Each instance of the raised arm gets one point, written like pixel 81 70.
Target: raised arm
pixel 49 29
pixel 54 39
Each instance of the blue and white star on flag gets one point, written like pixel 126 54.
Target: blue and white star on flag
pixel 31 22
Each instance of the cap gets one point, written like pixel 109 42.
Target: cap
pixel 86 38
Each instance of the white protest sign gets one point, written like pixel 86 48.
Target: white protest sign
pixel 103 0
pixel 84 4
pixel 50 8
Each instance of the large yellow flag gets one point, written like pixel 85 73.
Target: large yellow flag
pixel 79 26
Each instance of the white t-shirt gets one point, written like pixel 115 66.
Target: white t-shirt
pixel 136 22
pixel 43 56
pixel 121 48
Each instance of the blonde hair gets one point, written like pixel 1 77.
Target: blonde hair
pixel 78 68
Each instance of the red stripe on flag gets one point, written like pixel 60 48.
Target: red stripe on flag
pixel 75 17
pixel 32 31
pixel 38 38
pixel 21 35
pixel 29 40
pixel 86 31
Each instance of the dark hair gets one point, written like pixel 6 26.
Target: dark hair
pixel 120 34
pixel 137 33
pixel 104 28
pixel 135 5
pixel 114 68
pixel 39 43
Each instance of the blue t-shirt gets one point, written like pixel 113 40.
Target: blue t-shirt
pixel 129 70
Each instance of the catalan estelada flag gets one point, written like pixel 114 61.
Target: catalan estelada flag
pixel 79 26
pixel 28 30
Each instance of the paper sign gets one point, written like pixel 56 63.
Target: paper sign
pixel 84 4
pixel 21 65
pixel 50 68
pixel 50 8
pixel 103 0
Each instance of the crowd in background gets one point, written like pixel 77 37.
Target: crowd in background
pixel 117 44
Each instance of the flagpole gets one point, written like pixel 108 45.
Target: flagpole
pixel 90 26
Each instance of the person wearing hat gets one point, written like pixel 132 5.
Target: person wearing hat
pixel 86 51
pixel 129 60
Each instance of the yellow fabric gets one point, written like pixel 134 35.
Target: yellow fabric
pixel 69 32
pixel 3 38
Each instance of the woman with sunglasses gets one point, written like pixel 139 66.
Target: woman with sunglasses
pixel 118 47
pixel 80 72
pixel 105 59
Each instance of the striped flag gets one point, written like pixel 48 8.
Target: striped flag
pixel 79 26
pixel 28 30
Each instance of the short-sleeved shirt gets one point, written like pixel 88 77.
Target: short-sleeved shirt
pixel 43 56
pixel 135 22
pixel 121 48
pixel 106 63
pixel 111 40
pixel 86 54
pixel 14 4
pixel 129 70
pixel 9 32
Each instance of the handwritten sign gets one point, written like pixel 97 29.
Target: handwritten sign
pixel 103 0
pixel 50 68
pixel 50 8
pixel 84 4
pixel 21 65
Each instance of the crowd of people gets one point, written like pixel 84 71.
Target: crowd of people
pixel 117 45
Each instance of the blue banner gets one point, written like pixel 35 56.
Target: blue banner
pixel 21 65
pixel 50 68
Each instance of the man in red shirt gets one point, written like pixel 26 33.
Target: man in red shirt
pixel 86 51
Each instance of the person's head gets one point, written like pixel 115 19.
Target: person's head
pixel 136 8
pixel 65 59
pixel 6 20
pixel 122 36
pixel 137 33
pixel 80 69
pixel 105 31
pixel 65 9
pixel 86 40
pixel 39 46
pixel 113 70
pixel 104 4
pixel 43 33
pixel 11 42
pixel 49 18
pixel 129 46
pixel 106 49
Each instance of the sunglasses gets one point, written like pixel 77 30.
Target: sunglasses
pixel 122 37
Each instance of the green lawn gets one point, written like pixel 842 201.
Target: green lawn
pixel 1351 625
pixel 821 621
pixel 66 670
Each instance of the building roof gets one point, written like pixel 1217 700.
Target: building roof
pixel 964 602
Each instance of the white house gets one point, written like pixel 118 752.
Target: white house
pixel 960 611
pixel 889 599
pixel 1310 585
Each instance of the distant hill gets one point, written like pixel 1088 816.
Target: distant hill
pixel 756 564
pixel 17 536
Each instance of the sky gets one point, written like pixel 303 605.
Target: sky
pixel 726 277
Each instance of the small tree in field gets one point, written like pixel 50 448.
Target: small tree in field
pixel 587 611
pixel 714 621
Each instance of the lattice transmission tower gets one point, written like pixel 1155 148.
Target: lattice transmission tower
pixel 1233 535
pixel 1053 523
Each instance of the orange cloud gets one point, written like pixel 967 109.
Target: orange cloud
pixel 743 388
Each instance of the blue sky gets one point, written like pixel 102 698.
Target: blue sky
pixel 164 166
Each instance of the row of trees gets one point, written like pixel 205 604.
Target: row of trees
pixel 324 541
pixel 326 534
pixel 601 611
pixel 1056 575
□ □ □ □ □
**Given exercise:** Every line of the data above should be copied exactly.

**Answer for the task:**
Each instance of the raised arm gets one point, written like pixel 81 70.
Target: raised arm
pixel 49 29
pixel 54 39
Each instance of the blue and white star on flag gets one point, written like pixel 126 54.
Target: blue and white star on flag
pixel 31 22
Each instance of the cap gets one point, written like pixel 109 42.
Target: cap
pixel 86 38
Each instance of the white protest sign gets one point, written like pixel 86 48.
Target: white protest sign
pixel 103 0
pixel 84 4
pixel 50 8
Each instance of the large yellow flag gets one point, written like pixel 85 73.
Target: large yellow flag
pixel 79 26
Each instance of the white t-shirt gets one point, written like pixel 115 66.
Target: white t-shirt
pixel 136 22
pixel 43 56
pixel 121 48
Each instance of the blonde hair gets one point, written like pixel 1 77.
Target: blonde hair
pixel 78 68
Each instance of the red stripe on flag gets one point, written like pixel 60 48.
Target: red stripe on flag
pixel 75 17
pixel 32 31
pixel 38 38
pixel 21 35
pixel 29 40
pixel 86 31
Each instance of the dark hair gets one point, written like pixel 6 26.
Target: dark hair
pixel 120 34
pixel 137 33
pixel 104 28
pixel 135 5
pixel 114 68
pixel 39 43
Each instance of the blue t-shirt gets one point, written like pixel 113 40.
Target: blue t-shirt
pixel 129 70
Each instance of the catalan estelada flag gets one point, written like pixel 114 61.
Target: catalan estelada flag
pixel 79 26
pixel 28 30
Each instance of the paper sign gets one point, written like pixel 56 63.
Target: paper sign
pixel 84 4
pixel 21 65
pixel 50 68
pixel 50 8
pixel 103 0
Each instance of the crowd in background gets one point, written like pixel 77 37.
Target: crowd in background
pixel 117 44
Each instance of the flagpole gets one point, written like pixel 108 45.
Target: flagpole
pixel 90 26
Each instance of the person wearing hat gets one point, written like pixel 132 5.
Target: person wearing hat
pixel 86 51
pixel 129 60
Each instance of the yellow fabric gets one point, written like pixel 134 35.
Target: yellow fabric
pixel 69 32
pixel 3 38
Each instance of the woman with sunglasses gets one point, written like pixel 139 66.
Target: woman with sunglasses
pixel 118 47
pixel 80 72
pixel 105 59
Each instance of the striped flag gets one point, written like pixel 48 8.
Target: striped flag
pixel 79 26
pixel 28 30
Each instance of the short-sleeved shirt gets one point, written like pixel 88 77.
Target: short-sleeved shirt
pixel 43 56
pixel 135 22
pixel 121 48
pixel 106 63
pixel 111 40
pixel 86 54
pixel 14 4
pixel 129 70
pixel 9 32
Each instance of the handwritten sign gets one point, written like pixel 97 29.
Target: handwritten sign
pixel 103 0
pixel 50 68
pixel 50 8
pixel 84 4
pixel 21 65
Each instance of the crowd of people gets one point, written like pixel 84 71.
Target: crowd of people
pixel 117 45
Each instance of the blue banner gets one point, written like pixel 35 56.
Target: blue banner
pixel 21 65
pixel 50 68
Each instance of the man in red shirt gets one point, written like pixel 26 33.
Target: man in red shirt
pixel 86 51
Each instance of the person's head gets one point, written like pixel 115 19.
Target: person's head
pixel 136 8
pixel 65 59
pixel 6 20
pixel 122 36
pixel 137 33
pixel 80 69
pixel 105 31
pixel 65 9
pixel 86 40
pixel 39 46
pixel 113 70
pixel 104 4
pixel 43 33
pixel 11 42
pixel 49 18
pixel 129 46
pixel 106 49
Each instance of the sunglasses gets one point, written like pixel 77 30.
Target: sunglasses
pixel 122 37
Each instance of the green lawn gets one point, written like pixel 842 201.
Target: green lawn
pixel 1351 625
pixel 821 621
pixel 66 670
Each instance of the building roof gets one point, written like pixel 1217 700.
Target: building roof
pixel 964 602
Each instance of the white house gets one point, written like pixel 118 752.
Target: white house
pixel 960 611
pixel 889 599
pixel 1310 585
Each instance of the distant hill gets one point, written like pixel 1088 816.
Target: distant hill
pixel 756 564
pixel 17 536
Each instance of the sky gets one point, written like pixel 303 605.
Target: sky
pixel 726 277
Each instance of the small tree in field gets one point, written like pixel 50 448.
Target: small tree in field
pixel 587 611
pixel 714 621
Each instance of the lattice transmission tower gets one point, written like pixel 1155 148.
Target: lattice transmission tower
pixel 1233 535
pixel 1053 523
Each instance of the orange cloud gets one point, written like pixel 967 109.
Target: orange cloud
pixel 743 388
Each instance of the blue sky gets one point, written like pixel 102 698.
Target: blue sky
pixel 164 166
Each instance of the row of trees gets one point, written like pixel 205 604.
Target: row of trees
pixel 324 541
pixel 326 534
pixel 601 611
pixel 1056 575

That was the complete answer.